TEXT BLOCK:
BEGIN

So true! I know, sometimes I can live with it and other times I get fraustrated because Ive just had enough. I'll try some more 'free' options first then I may try it.

Good to talk to you and I wish you the best of luck


----------



## Juliette (May 12, 2011)

foghat said:


> just to share that is a big step. I have a family memeber going thru some of the same. Much love to you


Thank you so much! Hope your family member gets well soon, good of you to support!


----------



## Stoic (May 12, 2011)

foghat said:


> just to share that is a big step. I have a family memeber going thru some of the same. Much love to you


In hoc veritas! I have found myself feeling better since I sat down on these forums and fully, completely detailed my decade of DP/DR. And I feel great knowing that maybe, just maybe, I'll be able to help someone. This place is very therapeutic, I think.


----------



## Juliette (May 12, 2011)

Stoic said:


> In hoc veritas! I have found myself feeling better since I sat down on these forums and fully, completely detailed my decade of DP/DR. And I feel great knowing that maybe, just maybe, I'll be able to help someone. This place is very therapeutic, I think.


Oh yeah, I really believe that that can help! This forum is helping me a lot. And even though i'm not recoverd (YET), I get a lot out of helping (or trying to help) others. Thank god for this site lol


----------

END

Photo-based referring expression data:
BEGIN

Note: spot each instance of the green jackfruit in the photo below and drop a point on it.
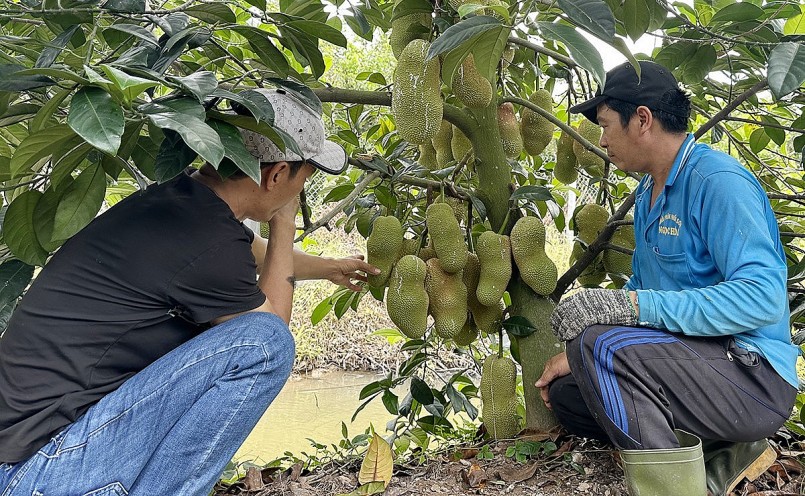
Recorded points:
(427, 157)
(528, 248)
(448, 299)
(406, 299)
(537, 131)
(442, 143)
(588, 160)
(590, 221)
(499, 397)
(474, 90)
(408, 28)
(565, 169)
(509, 129)
(460, 145)
(447, 238)
(383, 248)
(416, 99)
(494, 254)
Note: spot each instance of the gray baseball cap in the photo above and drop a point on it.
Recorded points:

END

PROMPT A:
Echo the forum thread word for word, starting at the words "So true! I know, sometimes" and ending after "may try it.".
PROMPT B:
In the forum thread, how long does Stoic say their DP/DR has lasted?
The entries were taken from a separate source.

WRITTEN RESPONSE A:
So true! I know, sometimes I can live with it and other times I get fraustrated because Ive just had enough. I'll try some more 'free' options first then I may try it.

WRITTEN RESPONSE B:
A decade.